DIRECTION ▸ Change "shrub" to "bush" in the listing lines running from the one containing "of the green" through the end of the listing, and give those lines again with everything else unchanged.

++++ SUPPLIED RECORDS

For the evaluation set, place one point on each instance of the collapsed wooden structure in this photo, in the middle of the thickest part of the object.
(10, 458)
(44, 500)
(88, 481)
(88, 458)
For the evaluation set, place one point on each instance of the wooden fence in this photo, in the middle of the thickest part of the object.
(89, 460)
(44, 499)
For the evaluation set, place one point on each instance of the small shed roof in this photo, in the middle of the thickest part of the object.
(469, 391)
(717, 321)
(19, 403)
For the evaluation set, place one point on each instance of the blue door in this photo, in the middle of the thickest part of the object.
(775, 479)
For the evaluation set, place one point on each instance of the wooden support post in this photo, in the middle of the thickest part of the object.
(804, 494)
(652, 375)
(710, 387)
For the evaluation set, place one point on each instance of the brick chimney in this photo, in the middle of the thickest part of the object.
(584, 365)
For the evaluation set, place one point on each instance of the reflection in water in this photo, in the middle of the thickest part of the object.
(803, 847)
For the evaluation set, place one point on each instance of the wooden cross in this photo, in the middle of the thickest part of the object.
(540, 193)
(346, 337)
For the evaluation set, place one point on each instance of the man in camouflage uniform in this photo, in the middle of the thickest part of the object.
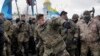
(89, 33)
(48, 33)
(68, 32)
(8, 36)
(1, 33)
(32, 45)
(23, 35)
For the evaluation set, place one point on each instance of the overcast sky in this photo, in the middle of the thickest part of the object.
(71, 6)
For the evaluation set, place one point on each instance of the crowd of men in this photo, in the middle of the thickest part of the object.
(58, 36)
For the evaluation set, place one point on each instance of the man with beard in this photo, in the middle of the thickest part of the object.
(88, 31)
(48, 33)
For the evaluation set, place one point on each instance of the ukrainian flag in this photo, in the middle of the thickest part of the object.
(6, 8)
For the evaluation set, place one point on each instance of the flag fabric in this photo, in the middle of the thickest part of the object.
(7, 9)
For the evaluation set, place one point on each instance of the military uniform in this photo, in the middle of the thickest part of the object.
(70, 40)
(32, 44)
(89, 37)
(23, 36)
(8, 36)
(53, 43)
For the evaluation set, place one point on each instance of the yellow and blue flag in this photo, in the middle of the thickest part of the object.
(6, 8)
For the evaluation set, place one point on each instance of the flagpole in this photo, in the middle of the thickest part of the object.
(17, 9)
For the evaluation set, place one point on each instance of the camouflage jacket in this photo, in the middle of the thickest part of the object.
(49, 34)
(89, 32)
(24, 32)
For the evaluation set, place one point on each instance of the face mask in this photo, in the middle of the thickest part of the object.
(87, 19)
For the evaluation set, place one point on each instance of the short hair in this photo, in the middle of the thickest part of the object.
(38, 17)
(63, 13)
(1, 14)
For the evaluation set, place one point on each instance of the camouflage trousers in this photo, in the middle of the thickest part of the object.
(94, 47)
(49, 52)
(7, 50)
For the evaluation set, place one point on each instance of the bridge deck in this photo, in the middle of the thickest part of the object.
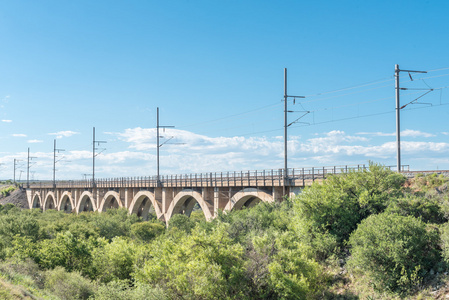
(296, 177)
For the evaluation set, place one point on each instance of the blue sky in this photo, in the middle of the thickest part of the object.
(215, 70)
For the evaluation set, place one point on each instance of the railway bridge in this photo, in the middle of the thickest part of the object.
(176, 194)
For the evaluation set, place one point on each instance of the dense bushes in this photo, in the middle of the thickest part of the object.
(390, 238)
(395, 251)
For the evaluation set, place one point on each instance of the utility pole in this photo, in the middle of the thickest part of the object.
(28, 167)
(158, 144)
(286, 125)
(15, 168)
(398, 109)
(94, 155)
(54, 162)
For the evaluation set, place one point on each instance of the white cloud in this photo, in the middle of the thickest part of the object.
(405, 133)
(416, 133)
(376, 133)
(61, 134)
(200, 153)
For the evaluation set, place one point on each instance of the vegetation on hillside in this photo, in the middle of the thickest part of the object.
(362, 235)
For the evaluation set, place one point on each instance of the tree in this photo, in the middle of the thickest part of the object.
(395, 251)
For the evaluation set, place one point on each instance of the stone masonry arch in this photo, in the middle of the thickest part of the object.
(110, 200)
(186, 200)
(248, 197)
(50, 201)
(66, 204)
(141, 206)
(86, 203)
(36, 200)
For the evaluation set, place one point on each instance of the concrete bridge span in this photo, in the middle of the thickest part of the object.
(176, 194)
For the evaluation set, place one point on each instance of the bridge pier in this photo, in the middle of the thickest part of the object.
(163, 201)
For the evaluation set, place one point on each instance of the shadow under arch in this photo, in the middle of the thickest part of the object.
(50, 201)
(142, 203)
(248, 198)
(86, 203)
(66, 204)
(110, 200)
(36, 201)
(184, 203)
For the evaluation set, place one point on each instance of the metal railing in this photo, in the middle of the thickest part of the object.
(258, 178)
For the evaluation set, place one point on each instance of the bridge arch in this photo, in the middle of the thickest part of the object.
(110, 200)
(184, 203)
(66, 204)
(50, 201)
(248, 198)
(86, 203)
(141, 205)
(36, 201)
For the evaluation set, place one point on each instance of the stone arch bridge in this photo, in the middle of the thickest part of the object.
(176, 194)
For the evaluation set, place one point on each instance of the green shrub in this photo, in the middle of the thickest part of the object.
(113, 222)
(181, 222)
(68, 286)
(396, 252)
(115, 260)
(429, 210)
(121, 290)
(146, 231)
(326, 213)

++++++++

EXERCISE SOLUTION ▸
For the evaluation set, place one point on each instance of the green bush in this photo, in the middle of the thickest part of the object.
(113, 222)
(181, 222)
(68, 286)
(396, 252)
(115, 260)
(429, 210)
(121, 290)
(146, 231)
(326, 213)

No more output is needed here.